--- EXERCISE INPUTS ---

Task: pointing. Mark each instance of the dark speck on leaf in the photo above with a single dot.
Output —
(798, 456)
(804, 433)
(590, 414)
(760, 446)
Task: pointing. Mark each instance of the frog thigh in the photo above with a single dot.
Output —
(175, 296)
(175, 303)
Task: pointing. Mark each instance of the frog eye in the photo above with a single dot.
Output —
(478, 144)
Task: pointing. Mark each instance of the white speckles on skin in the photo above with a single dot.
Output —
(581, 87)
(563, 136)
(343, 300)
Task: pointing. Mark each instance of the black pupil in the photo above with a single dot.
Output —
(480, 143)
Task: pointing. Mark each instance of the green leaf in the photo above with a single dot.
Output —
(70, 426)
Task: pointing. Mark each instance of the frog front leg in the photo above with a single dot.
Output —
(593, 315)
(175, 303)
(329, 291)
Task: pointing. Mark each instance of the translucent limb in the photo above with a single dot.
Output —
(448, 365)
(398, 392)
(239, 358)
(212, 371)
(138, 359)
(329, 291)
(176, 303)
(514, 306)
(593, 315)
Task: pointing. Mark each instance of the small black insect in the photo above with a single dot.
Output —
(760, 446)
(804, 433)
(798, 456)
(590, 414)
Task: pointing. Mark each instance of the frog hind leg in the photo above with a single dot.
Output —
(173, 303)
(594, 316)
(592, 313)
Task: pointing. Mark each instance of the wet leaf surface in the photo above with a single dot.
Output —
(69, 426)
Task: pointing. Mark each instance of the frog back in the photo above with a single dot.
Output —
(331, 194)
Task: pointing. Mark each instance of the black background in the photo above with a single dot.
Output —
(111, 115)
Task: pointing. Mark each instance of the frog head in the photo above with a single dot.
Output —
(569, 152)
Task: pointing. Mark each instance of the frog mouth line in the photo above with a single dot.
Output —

---

■ WHAT TO DO ■
Rewrite the stretch from the line containing "Task: pointing. Mark each instance of the wet" through the end of the records, changing "black background" to "dark background" and leaving everything else unchanged.

■ OUTPUT FOR THIS TASK ■
Task: pointing. Mark each instance of the wet leaf surface in the photo above with a single dot.
Output —
(69, 426)
Task: pointing. Mark each instance of the frog back in the photo above with a single dot.
Output —
(331, 194)
Task: pointing. Mark each instance of the dark background in the photo above with a single dot.
Output —
(111, 115)
Task: pointing. Mark each instance of the frog head in the photo above with a single dot.
Output —
(569, 152)
Task: pointing. Mark each instance of the frog mouth line in the photo above with a single dot.
Output —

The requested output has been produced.